Ban said the book “6,000 Miles of Fence,” portrays the everyday life of the individuals who made the XIT ranch run within its 6,000 miles of fence. The book devotes an entire chapter to Montana, specifically mentioning Glendive, Terry, Fallon and Miles City, Ban said.

“There wasn’t much fun when I was growing up, it was a lot of hard work I tell ya. For fun, we’d go down to the cold spring water and clean up a little. We would also get to watch rodeos about three miles up the hill from where we lived,” Ban said with a chuckle.

The Early Years

Ban had four siblings, of which he’s the second to the youngest. “If we were ornery, my mother (Mary Ban) would hit us with a coal stoker. Dad would educate us by using a razor strap. That’s why we turned out good, because we got a spanking when we were bad. Kids today are spoiled, and that’s why they are rotten,” Ban added.
- - -
# Set tasks:
#1 In the text about Ban and the XIT ranch book, which Montana towns does the book's Montana chapter mention?
#2 Please rewrite the paragraph in the text about Ban that begins "Ban had four siblings" so that it is shorter but keeps its main facts.

# Dataset content:
- - -
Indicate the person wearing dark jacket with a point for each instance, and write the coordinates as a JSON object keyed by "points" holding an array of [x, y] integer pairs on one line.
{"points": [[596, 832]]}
- - -
# Worked answers:
#1 Glendive, Terry, Fallon and Miles City.

#2 Ban, who has four siblings and is the second youngest, says his mother, Mary Ban, hit the children with a coal stoker when they were ornery, and his father disciplined them with a razor strap. He credits those spankings for their turning out good and says today's kids are spoiled and therefore rotten.